:: WHAT TO PRODUCE ::
From the items below, pick out each line that contains the string "concrete" and copy those lines in full. Match the string with case-sensitive matching.

:: INFORMATION PROVIDED ::

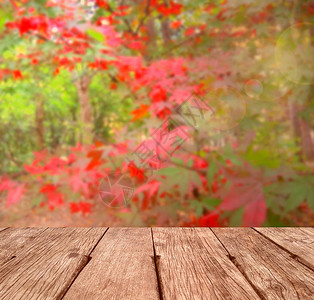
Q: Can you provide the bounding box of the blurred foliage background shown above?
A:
[0,0,314,226]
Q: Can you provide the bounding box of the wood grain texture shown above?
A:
[64,228,159,300]
[254,227,314,270]
[0,228,45,265]
[0,228,106,300]
[153,228,260,300]
[212,228,314,300]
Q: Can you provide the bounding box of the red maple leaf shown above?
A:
[131,104,149,122]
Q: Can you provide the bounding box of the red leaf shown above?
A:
[12,70,23,80]
[7,184,25,206]
[198,212,219,227]
[131,104,149,122]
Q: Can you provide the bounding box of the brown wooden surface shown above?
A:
[0,228,314,300]
[213,228,314,300]
[64,228,159,300]
[255,227,314,270]
[153,228,259,300]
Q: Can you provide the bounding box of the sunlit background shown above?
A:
[0,0,314,226]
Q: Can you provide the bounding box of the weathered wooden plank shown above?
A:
[64,228,159,300]
[153,228,260,300]
[212,228,314,300]
[0,228,106,300]
[0,228,45,265]
[254,227,314,270]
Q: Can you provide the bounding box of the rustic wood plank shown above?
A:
[0,228,106,300]
[254,227,314,270]
[153,228,260,300]
[212,228,314,300]
[64,228,159,300]
[0,228,45,265]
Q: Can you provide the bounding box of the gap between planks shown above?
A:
[60,227,109,299]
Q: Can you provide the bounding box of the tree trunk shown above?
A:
[76,75,93,144]
[35,94,45,150]
[290,100,314,161]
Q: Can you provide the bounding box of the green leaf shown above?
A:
[230,207,244,227]
[86,29,105,42]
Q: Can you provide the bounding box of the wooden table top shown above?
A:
[0,227,314,300]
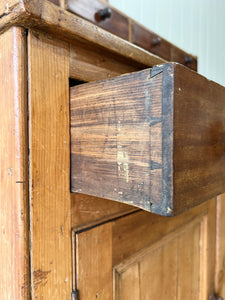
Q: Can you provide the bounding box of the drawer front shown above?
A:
[70,63,225,216]
[67,0,129,40]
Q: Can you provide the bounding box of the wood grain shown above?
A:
[71,65,171,214]
[140,239,178,300]
[71,194,134,228]
[70,44,139,82]
[113,263,140,300]
[67,0,129,40]
[76,223,112,300]
[70,63,225,215]
[28,31,72,300]
[113,199,216,300]
[0,27,30,300]
[173,65,225,213]
[132,21,171,61]
[0,0,165,66]
[215,194,225,298]
[170,45,198,71]
[112,199,216,266]
[177,224,200,300]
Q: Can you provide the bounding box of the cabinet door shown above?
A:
[74,199,216,300]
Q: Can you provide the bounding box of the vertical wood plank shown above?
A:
[215,194,225,298]
[28,31,71,300]
[177,223,200,300]
[76,223,112,300]
[113,262,140,300]
[140,239,177,300]
[207,198,216,299]
[0,28,30,300]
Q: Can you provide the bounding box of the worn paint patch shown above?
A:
[33,269,51,288]
[117,145,129,183]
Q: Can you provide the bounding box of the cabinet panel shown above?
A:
[73,199,216,300]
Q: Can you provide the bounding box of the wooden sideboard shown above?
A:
[0,0,225,300]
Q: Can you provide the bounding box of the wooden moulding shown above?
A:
[0,0,165,66]
[70,63,225,216]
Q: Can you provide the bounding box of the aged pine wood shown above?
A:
[0,0,165,66]
[113,218,207,300]
[71,194,135,228]
[70,64,225,215]
[74,199,216,300]
[170,45,198,71]
[66,0,129,40]
[132,22,172,60]
[76,223,112,300]
[112,199,216,266]
[215,194,225,298]
[0,27,30,300]
[174,65,225,212]
[113,263,141,300]
[66,0,197,71]
[28,31,72,300]
[70,44,140,82]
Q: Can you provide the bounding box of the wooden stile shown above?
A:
[71,63,225,216]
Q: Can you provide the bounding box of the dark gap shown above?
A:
[69,78,86,87]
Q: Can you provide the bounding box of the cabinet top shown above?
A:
[0,0,165,67]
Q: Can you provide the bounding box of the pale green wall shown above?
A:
[110,0,225,86]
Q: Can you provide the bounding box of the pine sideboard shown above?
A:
[0,0,225,300]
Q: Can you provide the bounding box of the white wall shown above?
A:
[109,0,225,86]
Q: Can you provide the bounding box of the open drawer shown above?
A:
[70,63,225,216]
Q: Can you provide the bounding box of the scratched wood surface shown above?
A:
[0,27,30,300]
[174,65,225,212]
[73,198,216,300]
[71,65,172,216]
[28,31,72,300]
[215,194,225,298]
[66,0,129,40]
[70,64,225,215]
[65,0,197,71]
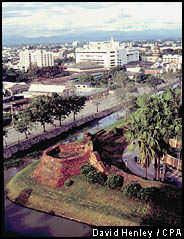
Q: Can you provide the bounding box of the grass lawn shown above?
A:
[6,160,181,226]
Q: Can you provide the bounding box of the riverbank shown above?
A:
[6,161,181,226]
[3,106,119,159]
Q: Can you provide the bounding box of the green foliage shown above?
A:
[4,159,24,169]
[105,174,124,189]
[51,93,71,126]
[64,179,74,187]
[3,113,12,127]
[138,187,163,202]
[123,183,142,197]
[80,163,96,176]
[14,108,33,139]
[68,96,86,120]
[30,95,53,132]
[86,170,107,185]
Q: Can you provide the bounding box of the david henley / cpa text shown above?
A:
[93,228,182,238]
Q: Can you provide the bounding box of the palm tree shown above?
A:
[127,89,181,180]
[3,128,8,147]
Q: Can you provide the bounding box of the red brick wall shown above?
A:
[32,133,105,187]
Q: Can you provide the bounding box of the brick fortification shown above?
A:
[32,132,105,187]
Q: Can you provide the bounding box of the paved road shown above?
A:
[4,95,117,146]
[4,79,181,146]
[123,147,182,188]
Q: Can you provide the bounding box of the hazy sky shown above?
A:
[2,2,182,37]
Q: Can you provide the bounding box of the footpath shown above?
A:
[4,79,181,158]
[3,99,118,158]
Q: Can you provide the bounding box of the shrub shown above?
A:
[64,179,74,187]
[105,174,124,189]
[139,187,162,202]
[86,170,107,185]
[80,163,96,176]
[123,183,142,197]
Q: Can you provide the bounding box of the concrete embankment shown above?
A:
[3,107,119,159]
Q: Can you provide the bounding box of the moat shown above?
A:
[4,109,124,237]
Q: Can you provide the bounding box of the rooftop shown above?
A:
[69,61,103,70]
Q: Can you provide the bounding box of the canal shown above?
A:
[4,111,124,237]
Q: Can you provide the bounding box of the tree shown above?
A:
[127,89,181,180]
[51,93,71,126]
[15,108,33,139]
[3,128,8,147]
[68,96,86,121]
[30,95,53,132]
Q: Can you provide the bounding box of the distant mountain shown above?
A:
[2,29,182,45]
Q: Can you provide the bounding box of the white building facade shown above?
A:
[163,54,182,63]
[75,38,139,68]
[19,50,54,71]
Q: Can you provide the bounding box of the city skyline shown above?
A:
[2,2,182,38]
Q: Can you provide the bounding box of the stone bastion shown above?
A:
[32,132,105,187]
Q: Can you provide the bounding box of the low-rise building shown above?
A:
[19,49,54,71]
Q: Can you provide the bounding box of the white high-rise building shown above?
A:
[163,54,182,63]
[19,50,54,71]
[75,38,139,68]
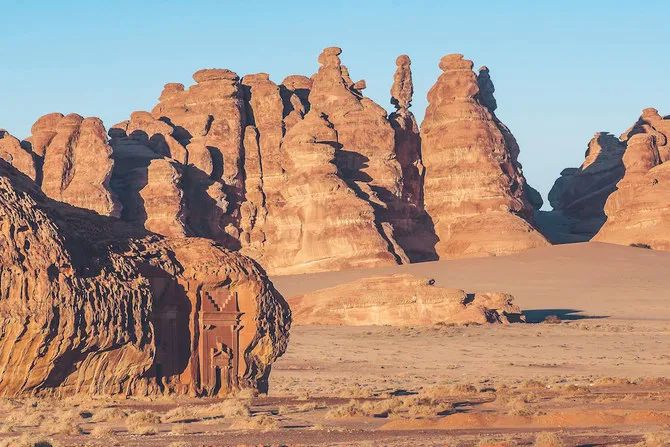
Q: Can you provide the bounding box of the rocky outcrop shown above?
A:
[549,132,626,240]
[0,129,37,180]
[0,160,290,396]
[109,112,190,237]
[289,275,523,326]
[251,110,396,274]
[0,47,556,273]
[421,54,548,258]
[593,133,670,250]
[5,113,121,216]
[621,107,670,163]
[151,69,245,248]
[547,108,670,250]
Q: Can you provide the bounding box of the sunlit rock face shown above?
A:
[421,54,548,258]
[0,160,290,396]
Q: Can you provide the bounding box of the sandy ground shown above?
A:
[0,243,670,447]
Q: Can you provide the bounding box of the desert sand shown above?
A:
[0,243,670,446]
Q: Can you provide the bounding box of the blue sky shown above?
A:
[0,0,670,205]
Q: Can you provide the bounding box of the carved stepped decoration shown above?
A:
[0,160,290,396]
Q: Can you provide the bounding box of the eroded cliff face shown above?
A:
[0,160,290,396]
[549,108,670,250]
[0,47,546,274]
[288,274,524,326]
[421,54,548,258]
[593,133,670,250]
[0,113,121,216]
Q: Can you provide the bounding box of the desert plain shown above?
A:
[1,242,670,447]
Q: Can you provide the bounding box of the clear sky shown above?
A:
[0,0,670,205]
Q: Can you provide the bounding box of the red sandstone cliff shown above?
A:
[421,54,548,258]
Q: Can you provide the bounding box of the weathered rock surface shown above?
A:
[549,132,626,240]
[421,54,548,258]
[151,69,245,248]
[309,47,408,262]
[109,112,190,237]
[251,110,396,274]
[0,47,546,273]
[593,133,670,250]
[5,113,121,216]
[288,275,523,326]
[389,55,437,262]
[546,108,670,250]
[0,160,290,396]
[0,129,37,180]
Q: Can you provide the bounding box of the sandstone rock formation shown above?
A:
[309,47,408,262]
[259,110,404,274]
[151,69,244,248]
[0,160,290,396]
[549,108,670,250]
[0,129,37,180]
[288,275,523,326]
[109,112,190,237]
[593,133,670,250]
[549,132,626,240]
[0,113,121,216]
[389,55,437,262]
[421,54,547,258]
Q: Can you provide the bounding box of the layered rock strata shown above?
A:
[0,47,546,273]
[421,54,548,258]
[0,160,290,396]
[549,108,670,250]
[288,275,523,326]
[389,55,437,262]
[0,113,121,216]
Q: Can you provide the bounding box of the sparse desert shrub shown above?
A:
[533,432,563,447]
[507,397,536,417]
[326,396,452,419]
[637,432,670,447]
[40,412,83,436]
[128,425,158,436]
[161,399,251,422]
[561,383,591,396]
[196,399,251,418]
[419,383,479,399]
[168,441,193,447]
[126,411,161,425]
[477,438,512,447]
[230,414,281,431]
[279,402,326,414]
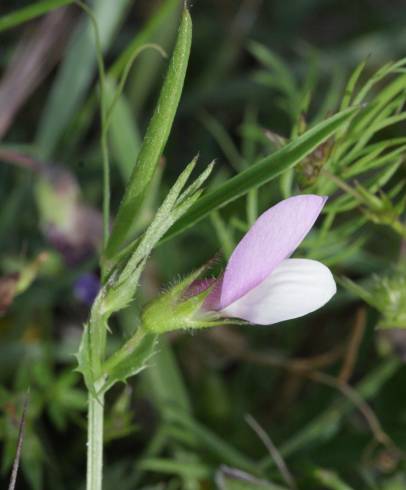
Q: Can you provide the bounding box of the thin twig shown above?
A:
[245,414,297,490]
[8,390,30,490]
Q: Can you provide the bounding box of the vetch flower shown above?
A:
[204,194,336,325]
[143,194,337,333]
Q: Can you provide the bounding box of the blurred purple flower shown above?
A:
[36,166,103,265]
[73,272,100,306]
[203,195,336,325]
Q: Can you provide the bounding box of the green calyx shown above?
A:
[141,268,223,334]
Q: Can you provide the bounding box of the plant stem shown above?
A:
[86,387,104,490]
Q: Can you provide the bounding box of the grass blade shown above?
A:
[0,0,74,32]
[164,108,358,240]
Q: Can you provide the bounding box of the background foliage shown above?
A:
[0,0,406,490]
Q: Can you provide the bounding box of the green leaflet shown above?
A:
[164,108,358,244]
[105,9,192,258]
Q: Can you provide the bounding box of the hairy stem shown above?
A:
[86,387,104,490]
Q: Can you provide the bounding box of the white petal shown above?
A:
[220,259,337,325]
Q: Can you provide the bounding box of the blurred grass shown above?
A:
[0,0,406,490]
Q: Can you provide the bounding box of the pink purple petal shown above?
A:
[219,194,327,309]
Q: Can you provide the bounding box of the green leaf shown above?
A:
[164,108,358,240]
[101,330,158,393]
[105,9,192,258]
[0,0,74,32]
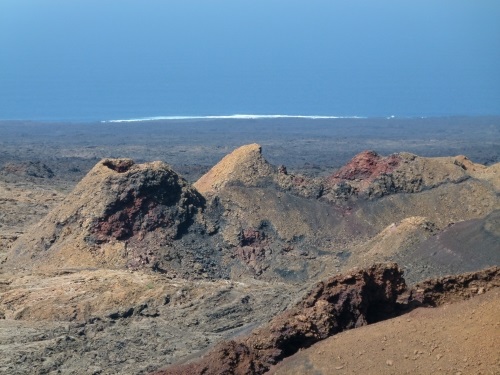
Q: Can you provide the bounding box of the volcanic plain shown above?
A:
[0,117,500,374]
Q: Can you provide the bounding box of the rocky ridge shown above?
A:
[8,159,225,278]
[156,264,500,375]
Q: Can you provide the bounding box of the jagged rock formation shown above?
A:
[158,264,406,375]
[325,151,471,199]
[157,264,500,375]
[8,159,225,276]
[190,144,500,281]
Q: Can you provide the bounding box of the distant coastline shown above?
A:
[101,114,368,123]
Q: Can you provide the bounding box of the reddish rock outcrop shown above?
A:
[399,266,500,306]
[157,264,406,375]
[329,151,401,183]
[9,159,204,269]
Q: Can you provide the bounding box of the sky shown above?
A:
[0,0,500,119]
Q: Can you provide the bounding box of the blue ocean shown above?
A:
[0,0,500,121]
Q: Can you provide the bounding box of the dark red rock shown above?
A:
[157,264,406,375]
[328,151,401,183]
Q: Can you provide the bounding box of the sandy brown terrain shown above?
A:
[0,118,500,374]
[269,288,500,375]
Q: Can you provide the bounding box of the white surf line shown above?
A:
[101,115,367,123]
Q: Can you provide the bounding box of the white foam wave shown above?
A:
[101,114,366,123]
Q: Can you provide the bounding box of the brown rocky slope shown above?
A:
[7,159,227,274]
[158,264,500,375]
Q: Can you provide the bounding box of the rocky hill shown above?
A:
[0,144,500,374]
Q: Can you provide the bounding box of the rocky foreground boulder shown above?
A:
[155,264,500,375]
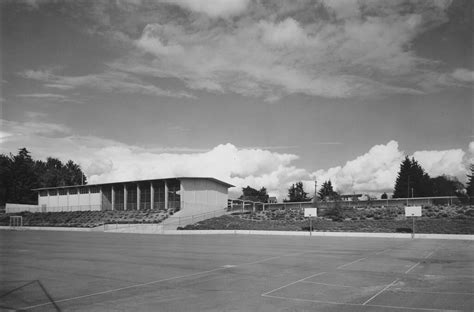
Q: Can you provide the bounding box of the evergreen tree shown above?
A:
[318,180,338,200]
[285,182,310,202]
[393,157,433,198]
[466,164,474,202]
[393,156,411,198]
[239,186,268,203]
[8,148,39,204]
[0,148,87,205]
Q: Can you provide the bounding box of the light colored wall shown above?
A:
[5,203,41,213]
[180,179,228,217]
[38,188,102,212]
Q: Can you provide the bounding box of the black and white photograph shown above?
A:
[0,0,474,312]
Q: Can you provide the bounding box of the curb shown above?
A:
[0,226,474,240]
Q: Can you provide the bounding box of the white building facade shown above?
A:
[35,177,233,214]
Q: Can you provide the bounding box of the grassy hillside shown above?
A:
[183,206,474,234]
[0,210,170,227]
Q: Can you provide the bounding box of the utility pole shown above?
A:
[407,176,410,206]
[314,179,318,203]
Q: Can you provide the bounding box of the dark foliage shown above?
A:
[0,148,87,205]
[285,182,311,202]
[239,186,268,203]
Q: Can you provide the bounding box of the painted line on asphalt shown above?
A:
[301,281,359,288]
[337,257,367,269]
[21,267,226,310]
[22,252,318,310]
[262,272,326,296]
[405,262,421,274]
[375,248,392,255]
[362,278,398,305]
[262,295,458,312]
[425,251,434,259]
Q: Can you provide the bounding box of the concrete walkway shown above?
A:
[0,224,474,240]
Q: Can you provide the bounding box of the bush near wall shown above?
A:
[0,210,169,228]
[183,206,474,234]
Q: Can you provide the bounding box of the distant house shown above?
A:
[341,194,362,201]
[268,196,277,204]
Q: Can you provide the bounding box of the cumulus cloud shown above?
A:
[0,121,309,198]
[312,141,474,194]
[163,0,250,18]
[100,0,456,100]
[0,121,474,200]
[313,141,404,193]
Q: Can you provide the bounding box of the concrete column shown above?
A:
[137,183,140,210]
[99,186,104,211]
[150,181,155,209]
[123,184,127,210]
[112,185,115,210]
[165,180,168,209]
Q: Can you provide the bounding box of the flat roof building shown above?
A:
[34,177,233,215]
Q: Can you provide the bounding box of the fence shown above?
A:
[263,196,466,210]
[163,208,229,227]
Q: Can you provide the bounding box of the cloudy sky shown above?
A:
[0,0,474,199]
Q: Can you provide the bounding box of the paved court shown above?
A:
[0,231,474,311]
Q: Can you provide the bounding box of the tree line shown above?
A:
[0,148,87,206]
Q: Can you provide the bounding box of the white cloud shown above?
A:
[163,0,250,18]
[312,141,474,194]
[0,121,474,200]
[115,1,456,101]
[20,70,193,98]
[313,141,404,193]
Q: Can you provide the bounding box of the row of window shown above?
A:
[39,184,180,197]
[39,186,100,197]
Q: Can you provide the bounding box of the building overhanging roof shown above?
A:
[32,177,235,191]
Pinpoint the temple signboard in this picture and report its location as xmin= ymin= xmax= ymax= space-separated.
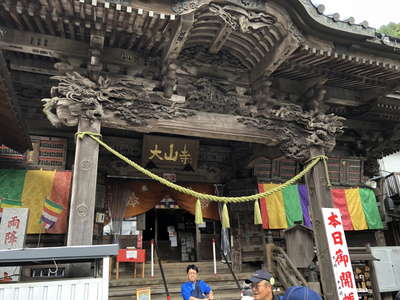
xmin=107 ymin=0 xmax=133 ymax=6
xmin=142 ymin=135 xmax=199 ymax=171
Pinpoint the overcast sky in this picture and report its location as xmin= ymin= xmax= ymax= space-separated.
xmin=312 ymin=0 xmax=400 ymax=28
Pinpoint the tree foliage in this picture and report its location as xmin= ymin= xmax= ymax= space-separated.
xmin=378 ymin=22 xmax=400 ymax=38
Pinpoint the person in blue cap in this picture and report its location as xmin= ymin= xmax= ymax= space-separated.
xmin=181 ymin=265 xmax=214 ymax=300
xmin=282 ymin=286 xmax=322 ymax=300
xmin=248 ymin=270 xmax=282 ymax=300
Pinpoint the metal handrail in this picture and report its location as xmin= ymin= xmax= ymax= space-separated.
xmin=154 ymin=240 xmax=171 ymax=300
xmin=221 ymin=251 xmax=242 ymax=291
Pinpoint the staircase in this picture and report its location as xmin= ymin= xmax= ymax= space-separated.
xmin=109 ymin=261 xmax=258 ymax=300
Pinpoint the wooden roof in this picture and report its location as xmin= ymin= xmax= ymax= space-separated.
xmin=0 ymin=0 xmax=400 ymax=155
xmin=0 ymin=51 xmax=32 ymax=152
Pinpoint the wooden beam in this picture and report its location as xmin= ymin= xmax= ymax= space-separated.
xmin=163 ymin=13 xmax=194 ymax=62
xmin=250 ymin=34 xmax=300 ymax=82
xmin=102 ymin=112 xmax=278 ymax=145
xmin=209 ymin=23 xmax=232 ymax=54
xmin=306 ymin=148 xmax=339 ymax=300
xmin=67 ymin=119 xmax=100 ymax=276
xmin=0 ymin=27 xmax=89 ymax=58
xmin=0 ymin=27 xmax=144 ymax=66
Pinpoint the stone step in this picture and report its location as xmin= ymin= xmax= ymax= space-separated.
xmin=114 ymin=261 xmax=259 ymax=275
xmin=108 ymin=289 xmax=240 ymax=300
xmin=112 ymin=262 xmax=258 ymax=279
xmin=109 ymin=281 xmax=240 ymax=298
xmin=110 ymin=272 xmax=253 ymax=287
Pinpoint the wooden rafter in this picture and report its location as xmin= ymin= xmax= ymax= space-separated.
xmin=250 ymin=34 xmax=300 ymax=81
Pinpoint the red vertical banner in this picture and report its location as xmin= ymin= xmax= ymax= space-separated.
xmin=136 ymin=230 xmax=143 ymax=249
xmin=322 ymin=208 xmax=358 ymax=300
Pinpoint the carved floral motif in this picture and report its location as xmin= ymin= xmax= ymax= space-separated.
xmin=209 ymin=3 xmax=277 ymax=33
xmin=184 ymin=78 xmax=241 ymax=115
xmin=239 ymin=104 xmax=345 ymax=160
xmin=42 ymin=72 xmax=193 ymax=126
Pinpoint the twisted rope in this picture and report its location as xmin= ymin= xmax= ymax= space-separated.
xmin=75 ymin=131 xmax=330 ymax=203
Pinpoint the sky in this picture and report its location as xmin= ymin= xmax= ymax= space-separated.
xmin=312 ymin=0 xmax=400 ymax=28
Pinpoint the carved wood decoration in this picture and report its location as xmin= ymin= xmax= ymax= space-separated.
xmin=239 ymin=104 xmax=345 ymax=160
xmin=43 ymin=72 xmax=344 ymax=159
xmin=42 ymin=72 xmax=193 ymax=126
xmin=209 ymin=3 xmax=277 ymax=32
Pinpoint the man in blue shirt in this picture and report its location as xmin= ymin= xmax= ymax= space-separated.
xmin=181 ymin=265 xmax=214 ymax=300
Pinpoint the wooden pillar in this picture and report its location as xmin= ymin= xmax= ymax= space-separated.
xmin=306 ymin=147 xmax=339 ymax=300
xmin=67 ymin=118 xmax=100 ymax=276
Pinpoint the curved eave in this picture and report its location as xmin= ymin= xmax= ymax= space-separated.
xmin=282 ymin=0 xmax=376 ymax=42
xmin=0 ymin=51 xmax=32 ymax=153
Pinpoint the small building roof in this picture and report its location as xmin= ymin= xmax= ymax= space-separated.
xmin=0 ymin=244 xmax=119 ymax=266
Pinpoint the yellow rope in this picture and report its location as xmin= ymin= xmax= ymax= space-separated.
xmin=76 ymin=131 xmax=330 ymax=203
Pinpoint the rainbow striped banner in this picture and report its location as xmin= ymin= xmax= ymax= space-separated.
xmin=0 ymin=169 xmax=72 ymax=234
xmin=258 ymin=184 xmax=383 ymax=230
xmin=40 ymin=199 xmax=64 ymax=230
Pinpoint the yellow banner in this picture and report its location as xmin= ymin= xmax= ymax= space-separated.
xmin=21 ymin=170 xmax=56 ymax=233
xmin=345 ymin=188 xmax=368 ymax=230
xmin=264 ymin=184 xmax=288 ymax=229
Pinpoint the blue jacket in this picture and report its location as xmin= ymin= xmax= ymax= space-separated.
xmin=181 ymin=280 xmax=211 ymax=300
xmin=283 ymin=286 xmax=322 ymax=300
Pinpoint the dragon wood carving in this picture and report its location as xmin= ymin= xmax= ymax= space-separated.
xmin=209 ymin=3 xmax=277 ymax=33
xmin=239 ymin=104 xmax=345 ymax=160
xmin=42 ymin=72 xmax=194 ymax=127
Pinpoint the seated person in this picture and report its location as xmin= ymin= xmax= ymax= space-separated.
xmin=248 ymin=270 xmax=281 ymax=300
xmin=181 ymin=265 xmax=214 ymax=300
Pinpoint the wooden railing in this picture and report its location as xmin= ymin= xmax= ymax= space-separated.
xmin=270 ymin=246 xmax=308 ymax=289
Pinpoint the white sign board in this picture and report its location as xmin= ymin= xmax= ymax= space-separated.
xmin=322 ymin=208 xmax=358 ymax=300
xmin=0 ymin=208 xmax=28 ymax=281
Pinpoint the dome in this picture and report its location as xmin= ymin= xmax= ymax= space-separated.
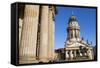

:: OUTPUT OF THE TASK ::
Q: Can you provide the bounding box of the concrete embankment shown above?
Q: Can you provide the bounding box of the concrete walkway shown above?
Q: Can you provide the bounding box of the concrete column shown above?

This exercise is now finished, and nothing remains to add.